- DATA EXCERPTS -
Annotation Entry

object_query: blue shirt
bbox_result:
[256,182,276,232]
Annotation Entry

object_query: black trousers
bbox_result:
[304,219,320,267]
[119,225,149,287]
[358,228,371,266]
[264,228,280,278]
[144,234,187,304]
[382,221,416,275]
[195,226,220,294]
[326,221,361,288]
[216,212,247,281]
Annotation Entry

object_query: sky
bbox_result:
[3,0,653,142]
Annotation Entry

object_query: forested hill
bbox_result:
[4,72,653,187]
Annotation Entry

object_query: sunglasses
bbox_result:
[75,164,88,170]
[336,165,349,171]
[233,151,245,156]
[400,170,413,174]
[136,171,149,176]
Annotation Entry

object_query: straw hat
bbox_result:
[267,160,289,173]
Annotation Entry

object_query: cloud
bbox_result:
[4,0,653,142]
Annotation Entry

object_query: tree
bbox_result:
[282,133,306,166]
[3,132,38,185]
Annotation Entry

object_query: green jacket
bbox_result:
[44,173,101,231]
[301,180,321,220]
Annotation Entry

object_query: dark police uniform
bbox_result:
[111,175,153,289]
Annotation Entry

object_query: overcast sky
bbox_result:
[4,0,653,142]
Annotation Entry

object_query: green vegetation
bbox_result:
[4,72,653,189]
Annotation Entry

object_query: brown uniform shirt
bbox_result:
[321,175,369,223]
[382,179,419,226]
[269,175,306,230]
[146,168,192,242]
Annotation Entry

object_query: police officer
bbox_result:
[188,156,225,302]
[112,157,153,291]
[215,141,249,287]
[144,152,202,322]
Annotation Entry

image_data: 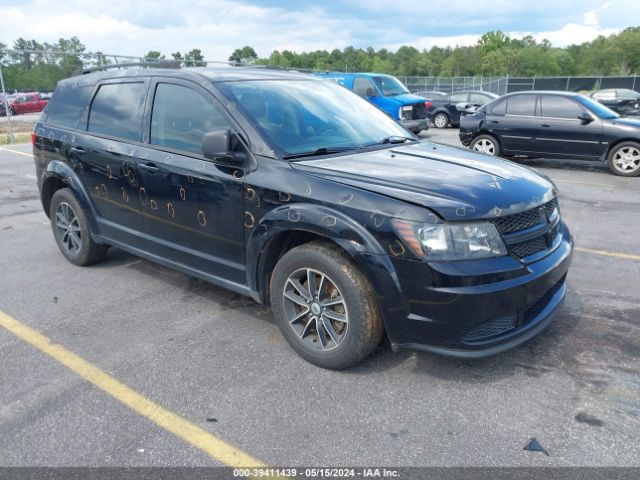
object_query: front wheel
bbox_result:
[470,134,500,156]
[607,142,640,176]
[433,112,449,129]
[270,241,384,370]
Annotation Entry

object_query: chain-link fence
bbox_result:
[399,75,640,96]
[5,49,640,144]
[0,49,229,144]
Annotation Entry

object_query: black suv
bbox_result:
[33,66,573,369]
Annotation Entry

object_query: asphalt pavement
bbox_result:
[0,136,638,468]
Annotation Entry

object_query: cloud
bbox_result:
[0,0,636,60]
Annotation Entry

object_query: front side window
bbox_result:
[540,96,583,119]
[506,95,536,116]
[352,78,376,97]
[217,79,412,157]
[150,83,231,156]
[88,82,146,141]
[372,76,409,96]
[489,98,506,115]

- BRIEF -
Which lines of the records hold the string "black"? Copy each one.

- TASK OUTPUT -
object_query: black trousers
object_query: black suv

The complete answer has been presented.